講座の前半は宇田川さんがこれまで手がけてこられた事業を、コミュニケーションという視点でご紹介いただきました。京都市京セラ美術館のミュージアムカフェ「ENFUSE」のコンペや丸の内仲通り「Urban Terrace(アーバンテラス)」などの事例を通じ、人の集う「場」を生み出し継続するためのプロセスについてお話しいただきました。後半にはコンセプトを考えるワークに取り組みました。ここでは3、4名ほどの少人数グループに分かれ、「良い街」と「悪い街」について思い浮かぶ要素を挙げていき、それぞれの考える「悪い街」をプロデュースするための企画を練りましたワークの終了後、宇多川さんから場をデザインするとき意識すべきポイントをレクチャーいただきました。また、本講座の中間と最後に設けられた質疑応答の時間には、とびラーから事業内容やキーワードに関連する質問や感想などが多く寄せられました。
〇コミュニケーションを生む場作り①:|京都市京セラ美術館の構想図。宇多川さんは採用された案が「建物のみで完結せず、街との連続性のあるもの」であったことに注目。「ピクニックセットをレンタルできる」カフェを設計し、晴れた日には美術館のある岡崎公園でお弁当を食べられる場をデザインしました。
〇コミュニケーションを生む場作り②:コンセプトを考えるワーク|東京都美術館のアートスタディールームから参加したとびラー数名によるワークの様子。
ここで練られた企画は「活気のない商店街」という悪い街のイメージをプロディースする方法として、「シャッターを地域の有志でペイントすることで人の集まる場をつくりあげる」というものでした。
++++++++
## 課題の指示:
上の講座報告によると、グループで練った企画では、シャッターを地域の有志でペイントすることで何をつくりあげようとしているのか。本文に即して説明しなさい。
++++++++
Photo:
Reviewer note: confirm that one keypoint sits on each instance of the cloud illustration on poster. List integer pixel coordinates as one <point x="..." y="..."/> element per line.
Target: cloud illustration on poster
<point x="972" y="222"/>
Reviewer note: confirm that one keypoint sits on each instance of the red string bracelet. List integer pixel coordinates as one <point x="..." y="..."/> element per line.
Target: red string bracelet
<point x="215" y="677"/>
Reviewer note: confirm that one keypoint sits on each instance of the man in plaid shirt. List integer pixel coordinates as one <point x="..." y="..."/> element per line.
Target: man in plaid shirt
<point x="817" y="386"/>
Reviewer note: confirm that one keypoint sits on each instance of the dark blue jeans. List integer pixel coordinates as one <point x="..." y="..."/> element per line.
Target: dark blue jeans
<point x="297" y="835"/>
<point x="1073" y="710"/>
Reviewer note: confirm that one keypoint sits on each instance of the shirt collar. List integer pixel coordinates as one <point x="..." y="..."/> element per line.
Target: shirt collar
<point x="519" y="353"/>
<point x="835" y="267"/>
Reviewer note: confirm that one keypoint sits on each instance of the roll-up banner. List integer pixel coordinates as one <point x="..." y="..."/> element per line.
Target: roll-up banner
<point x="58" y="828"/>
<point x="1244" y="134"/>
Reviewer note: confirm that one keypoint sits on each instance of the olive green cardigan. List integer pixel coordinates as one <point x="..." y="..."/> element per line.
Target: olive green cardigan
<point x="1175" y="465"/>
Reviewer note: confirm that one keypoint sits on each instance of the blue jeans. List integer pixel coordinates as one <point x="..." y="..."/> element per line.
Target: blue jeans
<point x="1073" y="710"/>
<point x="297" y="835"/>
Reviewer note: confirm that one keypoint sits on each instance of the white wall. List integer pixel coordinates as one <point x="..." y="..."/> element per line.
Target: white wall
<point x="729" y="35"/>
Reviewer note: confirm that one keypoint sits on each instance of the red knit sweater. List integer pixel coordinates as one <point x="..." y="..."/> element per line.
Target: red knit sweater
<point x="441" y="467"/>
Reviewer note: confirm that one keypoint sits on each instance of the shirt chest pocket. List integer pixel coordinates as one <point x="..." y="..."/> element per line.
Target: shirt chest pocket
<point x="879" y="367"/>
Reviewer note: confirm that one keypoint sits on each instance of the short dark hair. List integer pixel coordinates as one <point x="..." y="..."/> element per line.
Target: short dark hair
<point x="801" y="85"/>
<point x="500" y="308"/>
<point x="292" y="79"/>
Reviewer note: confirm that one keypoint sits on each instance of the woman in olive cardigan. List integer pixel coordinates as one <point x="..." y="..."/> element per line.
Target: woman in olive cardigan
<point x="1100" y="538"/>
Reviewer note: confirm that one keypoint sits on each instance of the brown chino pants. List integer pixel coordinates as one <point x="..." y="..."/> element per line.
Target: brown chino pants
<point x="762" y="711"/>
++++++++
## 回答:
人の集まる場をつくりあげようとしている。この企画は、「活気のない商店街」という悪い街のイメージをもとに練られたもので、シャッターを地域の有志でペイントすることがその方法とされている。